**TEXTE DE LA PAGE:**
Cela serait d’autant plus hors de saison que personne n’a pu adresser à Magu les reproches dont nous voudrions excuser comme il convient ses confrères, les nobles poëtes ouvriers. Tout le monde a remarqué, au contraire, que Magu était, dans ses vers comme dans sa vie, un véritable ouvrier ; qu’il ne faisait aucun effort pour parler la langue des hommes savants et que celle des muses naïves lui arrivait toute naturelle, tout appropriée à sa condition, à ses habitudes, à son mode d’existence. La poésie s’est révélée à lui sous la véritable forme qu’elle devait prendre au village, au foyer rustique, au métier du tisserand. Cette muse aimable ne s’est point trop parée, et, comme il est homme de grand sens et de tact parfait, il l’a trouvée belle dans sa simplicité ; il l’a reconnue pour sa véritable lumière ; il l’a accueillie et fêtée d’un cœur hospitalier et reconnaissant. Aussi ne l’a-t-elle pas égaré, et lui a-t-elle dicté des chants si purs et si vrais, que le plus simple paysan de son hameau peut les comprendre aussi bien que les lettrés de la ville. La mère Magu, cette digne femme qui, lorsqu’elle n’était que la cousine et la fiancée du poëte,

… Distinguait bien un œillet d’une rose.

**DONNÉES AFFICHÉES:**

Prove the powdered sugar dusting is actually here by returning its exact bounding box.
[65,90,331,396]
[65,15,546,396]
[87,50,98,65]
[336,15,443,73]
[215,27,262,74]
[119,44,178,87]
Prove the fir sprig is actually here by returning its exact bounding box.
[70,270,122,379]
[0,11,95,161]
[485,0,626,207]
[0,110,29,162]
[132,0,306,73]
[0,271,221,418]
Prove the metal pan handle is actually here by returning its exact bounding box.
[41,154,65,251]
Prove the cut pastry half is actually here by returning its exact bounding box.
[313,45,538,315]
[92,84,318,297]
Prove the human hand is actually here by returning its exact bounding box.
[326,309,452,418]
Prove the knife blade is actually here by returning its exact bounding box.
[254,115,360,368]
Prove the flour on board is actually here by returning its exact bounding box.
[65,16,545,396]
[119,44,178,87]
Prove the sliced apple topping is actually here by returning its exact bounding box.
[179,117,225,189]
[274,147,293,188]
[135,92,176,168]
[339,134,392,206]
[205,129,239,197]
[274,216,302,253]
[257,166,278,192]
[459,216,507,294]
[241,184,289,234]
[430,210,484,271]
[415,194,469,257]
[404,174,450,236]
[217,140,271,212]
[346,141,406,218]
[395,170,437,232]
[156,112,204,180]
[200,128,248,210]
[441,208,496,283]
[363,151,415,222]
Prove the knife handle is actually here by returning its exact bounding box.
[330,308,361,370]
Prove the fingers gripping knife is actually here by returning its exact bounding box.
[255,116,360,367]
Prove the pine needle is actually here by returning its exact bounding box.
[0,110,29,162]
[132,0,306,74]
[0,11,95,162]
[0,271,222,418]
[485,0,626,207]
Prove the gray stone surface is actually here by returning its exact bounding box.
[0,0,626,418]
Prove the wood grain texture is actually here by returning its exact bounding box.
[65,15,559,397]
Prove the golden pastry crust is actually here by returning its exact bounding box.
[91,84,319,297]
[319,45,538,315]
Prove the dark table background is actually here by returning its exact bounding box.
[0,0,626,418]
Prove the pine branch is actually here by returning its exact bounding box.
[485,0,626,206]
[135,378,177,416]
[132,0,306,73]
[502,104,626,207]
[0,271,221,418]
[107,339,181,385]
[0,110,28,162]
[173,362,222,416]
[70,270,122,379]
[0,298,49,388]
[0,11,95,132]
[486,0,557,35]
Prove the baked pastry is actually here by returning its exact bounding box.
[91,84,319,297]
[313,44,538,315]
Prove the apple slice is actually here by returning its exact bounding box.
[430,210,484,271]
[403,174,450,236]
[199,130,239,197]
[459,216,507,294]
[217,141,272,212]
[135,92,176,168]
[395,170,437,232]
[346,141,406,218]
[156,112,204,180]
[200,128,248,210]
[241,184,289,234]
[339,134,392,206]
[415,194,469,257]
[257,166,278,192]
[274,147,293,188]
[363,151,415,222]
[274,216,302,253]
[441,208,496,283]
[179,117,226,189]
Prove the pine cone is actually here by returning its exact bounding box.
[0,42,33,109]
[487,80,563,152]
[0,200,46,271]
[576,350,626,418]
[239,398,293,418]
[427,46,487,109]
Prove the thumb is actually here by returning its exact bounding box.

**CONSIGNE:**
Dans le texte sur le poète Magu, relevez tous les cadres où la poésie devait prendre sa véritable forme pour lui.

**EXERCICE CORRIGÉ:**
- au village
- au foyer rustique
- au métier du tisserand